Resume the page about sea star wasting disease, starting right after its last sentence.

====== EXTRACT TO READ ======

In 2013, an epidemic (or an epizootic, if you'd like to be proper) swept up the North American west coast. Sea stars of over 20 different species were succumbing to what has been termed "Sea Star Wasting Disease" or SSWD (also termed SSW Syndrome by some research groups). Sea stars knot and twist erratically, develop lesions of exposed tissue, and in the later stages even autotomize - their arms break off and crawl away. In the Harvell Lab I worked with numerous researchers on SSWD. We have largely investigated the ecology of the disease (from temperature drivers to community impacts). I have so far been involved in two publications on the disease:
Montecino-Latorre, D., Eisenlord, M.E., Turner, M., Yoshioka, R., Harvell, C.D., Pattengill-Semmens, C.V., Nichols, J.D. and Gaydos, J.K., 2016. Devastating Transboundary Impacts of Sea Star Wasting Disease on Subtidal Asteroids. PLoS One, 11(10), p.e0163190.
Eisenlord, M.E., Groner, M.L., Yoshioka, R.M., Elliott, J., Maynard, J., Fradkin, S., Turner, M., Pyne, K., Rivlin, N., van Hooidonk, R. and Harvell, C.D., 2016. Ochre star mortality during the 2014 wasting disease epizootic: role of population size structure and temperature. Phil. Trans. R. Soc. B,371(1689), p.20150212.

====== INFORMATION PROVIDED ======

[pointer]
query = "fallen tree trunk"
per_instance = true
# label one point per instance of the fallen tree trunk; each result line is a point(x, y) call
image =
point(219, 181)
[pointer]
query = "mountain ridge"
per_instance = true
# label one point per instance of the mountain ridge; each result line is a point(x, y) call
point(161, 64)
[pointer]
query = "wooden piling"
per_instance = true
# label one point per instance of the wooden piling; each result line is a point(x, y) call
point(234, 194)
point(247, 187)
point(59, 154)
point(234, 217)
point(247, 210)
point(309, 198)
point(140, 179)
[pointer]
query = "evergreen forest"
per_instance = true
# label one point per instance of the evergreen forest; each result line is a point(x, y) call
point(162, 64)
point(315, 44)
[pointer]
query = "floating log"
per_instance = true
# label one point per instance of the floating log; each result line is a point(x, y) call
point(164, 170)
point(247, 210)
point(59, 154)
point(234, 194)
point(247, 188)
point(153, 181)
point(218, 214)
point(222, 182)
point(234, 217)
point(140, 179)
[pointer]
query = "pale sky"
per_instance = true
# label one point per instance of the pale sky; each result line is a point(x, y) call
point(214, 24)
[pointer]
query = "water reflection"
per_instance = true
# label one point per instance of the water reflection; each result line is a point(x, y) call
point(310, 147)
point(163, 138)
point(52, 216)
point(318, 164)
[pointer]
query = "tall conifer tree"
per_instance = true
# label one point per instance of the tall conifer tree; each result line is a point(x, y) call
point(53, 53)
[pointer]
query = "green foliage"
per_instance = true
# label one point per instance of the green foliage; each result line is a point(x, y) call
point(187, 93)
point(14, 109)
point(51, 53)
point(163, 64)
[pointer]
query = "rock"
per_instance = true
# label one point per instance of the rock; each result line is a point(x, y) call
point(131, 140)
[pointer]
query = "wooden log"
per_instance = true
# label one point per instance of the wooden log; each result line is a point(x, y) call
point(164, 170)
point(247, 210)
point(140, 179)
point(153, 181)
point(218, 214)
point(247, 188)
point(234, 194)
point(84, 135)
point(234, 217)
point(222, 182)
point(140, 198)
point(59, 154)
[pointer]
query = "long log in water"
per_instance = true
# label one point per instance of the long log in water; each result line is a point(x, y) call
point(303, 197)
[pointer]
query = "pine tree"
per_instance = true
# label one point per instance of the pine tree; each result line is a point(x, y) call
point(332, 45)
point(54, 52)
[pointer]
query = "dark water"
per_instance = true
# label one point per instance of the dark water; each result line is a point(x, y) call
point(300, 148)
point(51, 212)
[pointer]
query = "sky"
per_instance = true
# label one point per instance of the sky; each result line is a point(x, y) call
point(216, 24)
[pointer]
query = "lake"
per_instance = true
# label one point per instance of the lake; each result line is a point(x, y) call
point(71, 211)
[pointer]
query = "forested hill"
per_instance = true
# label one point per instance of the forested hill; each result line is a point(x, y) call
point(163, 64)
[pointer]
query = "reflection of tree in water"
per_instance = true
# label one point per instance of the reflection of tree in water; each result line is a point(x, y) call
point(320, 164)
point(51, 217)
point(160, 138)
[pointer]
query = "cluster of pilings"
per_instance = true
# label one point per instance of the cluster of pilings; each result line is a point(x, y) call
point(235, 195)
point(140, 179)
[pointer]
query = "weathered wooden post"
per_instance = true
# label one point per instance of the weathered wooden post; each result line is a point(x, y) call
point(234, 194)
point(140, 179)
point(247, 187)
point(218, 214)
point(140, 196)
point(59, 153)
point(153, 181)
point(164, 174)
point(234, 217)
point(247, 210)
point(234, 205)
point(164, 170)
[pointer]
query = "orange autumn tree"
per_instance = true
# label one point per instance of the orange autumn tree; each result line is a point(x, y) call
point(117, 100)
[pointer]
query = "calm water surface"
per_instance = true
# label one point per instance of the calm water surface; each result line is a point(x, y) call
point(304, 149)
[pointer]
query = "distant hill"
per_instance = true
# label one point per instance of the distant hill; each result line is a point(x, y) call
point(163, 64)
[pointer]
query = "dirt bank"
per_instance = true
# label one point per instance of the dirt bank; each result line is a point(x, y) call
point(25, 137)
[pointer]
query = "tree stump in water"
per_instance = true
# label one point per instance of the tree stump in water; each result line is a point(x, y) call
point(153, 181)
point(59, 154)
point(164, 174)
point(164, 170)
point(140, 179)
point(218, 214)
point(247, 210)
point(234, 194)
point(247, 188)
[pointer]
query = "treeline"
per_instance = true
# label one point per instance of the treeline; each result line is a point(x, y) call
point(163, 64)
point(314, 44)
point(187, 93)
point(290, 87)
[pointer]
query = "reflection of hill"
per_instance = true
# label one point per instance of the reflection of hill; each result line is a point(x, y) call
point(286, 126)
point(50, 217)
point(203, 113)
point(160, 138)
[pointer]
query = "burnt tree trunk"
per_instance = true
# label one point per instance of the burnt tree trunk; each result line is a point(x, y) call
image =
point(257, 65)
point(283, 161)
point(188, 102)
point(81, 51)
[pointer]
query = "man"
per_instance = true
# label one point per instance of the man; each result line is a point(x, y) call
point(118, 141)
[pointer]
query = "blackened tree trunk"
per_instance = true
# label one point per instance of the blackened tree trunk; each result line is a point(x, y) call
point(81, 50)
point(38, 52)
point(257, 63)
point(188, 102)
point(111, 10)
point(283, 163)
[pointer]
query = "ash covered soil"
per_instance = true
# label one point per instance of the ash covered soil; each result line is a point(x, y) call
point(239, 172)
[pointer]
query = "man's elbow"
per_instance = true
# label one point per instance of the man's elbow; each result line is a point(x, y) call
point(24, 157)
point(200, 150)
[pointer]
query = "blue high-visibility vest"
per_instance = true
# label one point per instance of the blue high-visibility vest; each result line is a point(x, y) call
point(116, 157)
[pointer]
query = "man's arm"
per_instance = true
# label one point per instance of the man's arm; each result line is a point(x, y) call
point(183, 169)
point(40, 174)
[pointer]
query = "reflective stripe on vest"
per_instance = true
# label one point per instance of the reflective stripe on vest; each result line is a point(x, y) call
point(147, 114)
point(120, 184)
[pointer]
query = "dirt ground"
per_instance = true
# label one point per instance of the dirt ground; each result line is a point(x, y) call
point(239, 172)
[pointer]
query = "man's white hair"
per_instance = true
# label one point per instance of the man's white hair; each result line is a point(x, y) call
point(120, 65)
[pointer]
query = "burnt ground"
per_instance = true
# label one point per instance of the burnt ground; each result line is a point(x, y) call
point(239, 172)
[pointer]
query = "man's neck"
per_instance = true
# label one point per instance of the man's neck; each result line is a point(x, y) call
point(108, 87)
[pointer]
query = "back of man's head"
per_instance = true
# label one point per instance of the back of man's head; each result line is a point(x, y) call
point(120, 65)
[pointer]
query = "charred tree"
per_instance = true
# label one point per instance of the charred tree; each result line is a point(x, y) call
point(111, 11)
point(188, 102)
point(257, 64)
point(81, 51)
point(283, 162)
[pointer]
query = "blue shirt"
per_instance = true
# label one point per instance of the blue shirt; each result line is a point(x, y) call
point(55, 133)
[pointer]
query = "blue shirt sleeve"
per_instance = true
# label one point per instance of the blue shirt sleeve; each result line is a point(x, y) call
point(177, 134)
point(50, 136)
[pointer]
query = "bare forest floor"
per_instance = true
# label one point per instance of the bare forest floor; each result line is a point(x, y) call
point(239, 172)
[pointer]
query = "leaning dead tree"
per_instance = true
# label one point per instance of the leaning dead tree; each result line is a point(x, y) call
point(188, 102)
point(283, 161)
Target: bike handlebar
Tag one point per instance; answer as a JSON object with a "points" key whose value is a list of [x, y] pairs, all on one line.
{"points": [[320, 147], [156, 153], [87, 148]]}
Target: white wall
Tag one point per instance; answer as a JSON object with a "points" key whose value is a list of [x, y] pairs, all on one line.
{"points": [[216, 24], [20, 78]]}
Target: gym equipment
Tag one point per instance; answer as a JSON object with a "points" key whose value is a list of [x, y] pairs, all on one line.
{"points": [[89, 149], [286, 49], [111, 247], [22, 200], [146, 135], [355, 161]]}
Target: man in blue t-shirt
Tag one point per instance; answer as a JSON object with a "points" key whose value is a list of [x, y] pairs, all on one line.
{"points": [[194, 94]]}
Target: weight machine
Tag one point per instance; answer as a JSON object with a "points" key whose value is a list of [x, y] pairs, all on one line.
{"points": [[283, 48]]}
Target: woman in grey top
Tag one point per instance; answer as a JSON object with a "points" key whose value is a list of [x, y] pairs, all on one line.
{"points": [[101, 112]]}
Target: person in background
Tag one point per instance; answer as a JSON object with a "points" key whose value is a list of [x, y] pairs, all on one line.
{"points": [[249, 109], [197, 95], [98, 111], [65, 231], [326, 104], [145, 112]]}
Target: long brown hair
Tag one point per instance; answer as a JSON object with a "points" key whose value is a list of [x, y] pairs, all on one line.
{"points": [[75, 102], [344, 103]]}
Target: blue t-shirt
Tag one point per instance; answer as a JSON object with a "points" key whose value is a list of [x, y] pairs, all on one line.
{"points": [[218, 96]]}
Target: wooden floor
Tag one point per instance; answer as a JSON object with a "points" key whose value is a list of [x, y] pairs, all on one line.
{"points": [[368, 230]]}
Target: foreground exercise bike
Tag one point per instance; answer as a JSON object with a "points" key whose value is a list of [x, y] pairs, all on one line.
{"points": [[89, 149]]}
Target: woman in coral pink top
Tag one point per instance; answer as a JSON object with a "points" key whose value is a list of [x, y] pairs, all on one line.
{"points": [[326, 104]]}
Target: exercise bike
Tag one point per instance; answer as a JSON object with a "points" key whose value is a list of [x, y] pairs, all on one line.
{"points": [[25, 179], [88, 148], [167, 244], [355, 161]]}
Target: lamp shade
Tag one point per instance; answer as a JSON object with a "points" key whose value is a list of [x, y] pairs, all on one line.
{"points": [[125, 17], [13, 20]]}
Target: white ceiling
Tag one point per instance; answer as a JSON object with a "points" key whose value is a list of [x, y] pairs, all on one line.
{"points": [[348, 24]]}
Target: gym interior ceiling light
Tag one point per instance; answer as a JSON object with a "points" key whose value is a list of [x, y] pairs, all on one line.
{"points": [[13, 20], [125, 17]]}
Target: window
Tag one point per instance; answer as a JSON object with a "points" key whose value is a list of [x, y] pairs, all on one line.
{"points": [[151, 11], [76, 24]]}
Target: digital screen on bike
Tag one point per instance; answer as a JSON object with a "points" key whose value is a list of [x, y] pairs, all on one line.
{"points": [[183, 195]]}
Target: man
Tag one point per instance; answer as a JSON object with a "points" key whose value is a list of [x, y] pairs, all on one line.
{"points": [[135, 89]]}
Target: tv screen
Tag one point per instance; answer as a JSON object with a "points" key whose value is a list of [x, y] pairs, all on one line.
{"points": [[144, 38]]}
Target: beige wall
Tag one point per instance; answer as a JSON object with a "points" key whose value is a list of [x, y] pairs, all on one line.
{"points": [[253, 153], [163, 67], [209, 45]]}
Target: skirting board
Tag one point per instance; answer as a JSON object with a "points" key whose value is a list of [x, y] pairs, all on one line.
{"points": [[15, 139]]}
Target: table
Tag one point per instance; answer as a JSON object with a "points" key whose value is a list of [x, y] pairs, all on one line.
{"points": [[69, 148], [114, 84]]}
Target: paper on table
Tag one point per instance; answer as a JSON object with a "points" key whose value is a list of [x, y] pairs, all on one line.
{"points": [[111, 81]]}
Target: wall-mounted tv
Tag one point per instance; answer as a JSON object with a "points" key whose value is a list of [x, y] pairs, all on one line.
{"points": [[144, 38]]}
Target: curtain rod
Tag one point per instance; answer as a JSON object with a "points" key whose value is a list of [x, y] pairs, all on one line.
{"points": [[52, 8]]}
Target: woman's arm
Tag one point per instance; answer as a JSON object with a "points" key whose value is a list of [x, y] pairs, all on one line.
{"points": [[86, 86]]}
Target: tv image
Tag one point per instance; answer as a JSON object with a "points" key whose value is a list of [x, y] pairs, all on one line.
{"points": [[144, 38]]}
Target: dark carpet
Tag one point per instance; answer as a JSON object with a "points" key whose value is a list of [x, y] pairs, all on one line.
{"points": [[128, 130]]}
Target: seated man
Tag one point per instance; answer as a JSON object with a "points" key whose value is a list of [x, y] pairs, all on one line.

======

◆ **ANSWER TO THIS TASK**
Fuess, L.E., Eisenlord, M.E., Closek, C.J., Tracy, A.M., Mauntz, R., Gignoux-Wolfsohn, S., Moritsch, M.M., Yoshioka, R., Burge, C.A., Harvell, C.D. and Friedman, C.S., 2015. Up in arms: immune and nervous system response to sea star wasting disease. PloS one, 10(7), p.e0133053.
Efforts in understanding the disease and its pathogen are ongoing for the Hewson Lab, which first described the virus Sea Star associated Densovirus, or SSaDV. You can follow their work here. UCSC researchers are also driving forward of monitoring the disease and its ecology, see here. Although the disease event was massive, the research response was also huge, and unfortunately I can't list all the researchers moving these efforts forward here.